- Opening Delimiter -

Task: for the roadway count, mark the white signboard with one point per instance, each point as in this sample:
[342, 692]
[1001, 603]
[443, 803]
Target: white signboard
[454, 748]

- Closing Delimiter -

» Task details: The response should consist of every record above, reproduced exactly.

» Output for this task:
Task: for the roadway count, mark the white signboard with one point per instance, each point as in this sample:
[342, 692]
[1001, 603]
[443, 803]
Target: white signboard
[454, 748]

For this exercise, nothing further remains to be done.